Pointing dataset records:

>>>>

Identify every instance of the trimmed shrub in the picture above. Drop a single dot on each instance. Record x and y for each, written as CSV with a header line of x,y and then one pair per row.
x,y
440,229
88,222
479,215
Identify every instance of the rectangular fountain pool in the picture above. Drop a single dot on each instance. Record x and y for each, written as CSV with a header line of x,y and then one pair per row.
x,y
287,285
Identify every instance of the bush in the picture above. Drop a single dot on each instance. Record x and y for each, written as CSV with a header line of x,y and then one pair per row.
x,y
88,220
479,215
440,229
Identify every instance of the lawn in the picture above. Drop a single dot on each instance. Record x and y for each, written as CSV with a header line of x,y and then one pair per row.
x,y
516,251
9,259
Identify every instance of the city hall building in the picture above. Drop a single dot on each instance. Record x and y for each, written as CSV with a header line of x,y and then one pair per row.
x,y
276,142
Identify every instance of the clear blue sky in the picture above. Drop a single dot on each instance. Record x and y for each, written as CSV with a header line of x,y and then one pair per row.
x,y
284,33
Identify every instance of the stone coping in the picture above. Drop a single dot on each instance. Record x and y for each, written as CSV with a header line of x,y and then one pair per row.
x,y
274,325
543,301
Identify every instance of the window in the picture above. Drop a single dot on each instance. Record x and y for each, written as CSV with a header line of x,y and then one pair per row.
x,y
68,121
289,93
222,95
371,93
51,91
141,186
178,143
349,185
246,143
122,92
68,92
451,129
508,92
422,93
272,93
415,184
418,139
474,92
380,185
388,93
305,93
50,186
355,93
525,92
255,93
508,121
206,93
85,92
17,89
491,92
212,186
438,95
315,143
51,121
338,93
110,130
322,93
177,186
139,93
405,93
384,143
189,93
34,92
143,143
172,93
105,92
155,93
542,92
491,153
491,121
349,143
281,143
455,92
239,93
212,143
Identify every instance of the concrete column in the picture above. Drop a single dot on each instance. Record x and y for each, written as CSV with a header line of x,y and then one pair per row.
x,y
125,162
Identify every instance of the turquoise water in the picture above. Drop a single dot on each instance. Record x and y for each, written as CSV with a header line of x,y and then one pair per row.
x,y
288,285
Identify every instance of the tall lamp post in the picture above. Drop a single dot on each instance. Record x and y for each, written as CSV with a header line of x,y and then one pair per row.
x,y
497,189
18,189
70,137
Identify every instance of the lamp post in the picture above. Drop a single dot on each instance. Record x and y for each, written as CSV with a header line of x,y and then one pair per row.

<<<<

▸ DIRECTIONS FOR THIS TASK: Repeat the records above exactly, leaving none out.

▸ WRITTEN REPLY:
Identify every instance of the trimmed shrub in the picture above. Drop a single dot on each instance. Record x and y for each, written as CSV with a header line of x,y and then one pair per row.
x,y
440,229
88,222
479,215
Identify every instance of the rectangular fountain pool in the picture above. Drop a single dot on each instance. Record x and y for each, written as CSV with a header line of x,y and then one pair per row.
x,y
287,285
Identify every instance of the bush in the picture above. Drop a single dot on each instance. Record x and y for each, written as CSV with a header line of x,y and then one pair per row.
x,y
88,220
479,215
440,229
Identify every instance of the lawn in the picture above. Drop a single dot on each instance. Record x and y for each, written as CSV with a header line of x,y and then one pair per row.
x,y
516,251
9,259
Identify every instance of the city hall building in the picture above. Drop a single dot on each instance. Record x and y for each, written as CSV with a header line of x,y and then one pair per row.
x,y
276,142
Identify every instance of the clear blue sky in the picture above. Drop a single dot on each instance. Record x and y for each, written as CSV with a header line of x,y and then one pair per row.
x,y
284,33
Identify every instance of the stone coping in the picture above. Drop a single dot on each instance. Record x and y for each, written as CSV with a header line of x,y and then one pair per row.
x,y
274,325
543,301
Identify every instance of the window in the picture above. Drop a single dot on each instance. Record x and y for each, written as CSV with a header line of x,y and then one pair per row.
x,y
68,121
289,93
222,95
371,93
51,91
141,186
178,143
349,185
246,143
122,92
68,92
451,129
508,92
422,93
272,93
415,184
418,139
474,92
380,185
388,93
305,93
50,186
355,93
525,92
255,93
508,121
206,93
85,92
17,89
491,92
212,186
438,95
315,143
51,121
338,93
110,130
322,93
177,186
139,93
405,93
384,143
189,93
34,92
143,143
172,93
105,92
155,93
542,92
491,153
491,121
349,143
281,143
455,92
239,93
212,143
Identify every instance of the concrete column in the picture above. Drop a single dot on each instance. Record x and y for each, written as CSV with a header line of x,y and then one pair per row.
x,y
125,162
Identify every instance of the turquoise water in the picture above. Drop a single dot on each instance. Record x and y for each, written as CSV with a header line of x,y and then one pair per row.
x,y
288,285
Identify every instance of the tall lamp post in the picture above. Drop a single dot on each instance. Record x and y for each, written as CSV with a header line of x,y and then one pair per row.
x,y
497,189
18,189
70,137
Identify every instance of the lamp post in the picture above. Drop a single dot on each instance. Record x and y for each, written as CSV with a header line of x,y and then one pair per row.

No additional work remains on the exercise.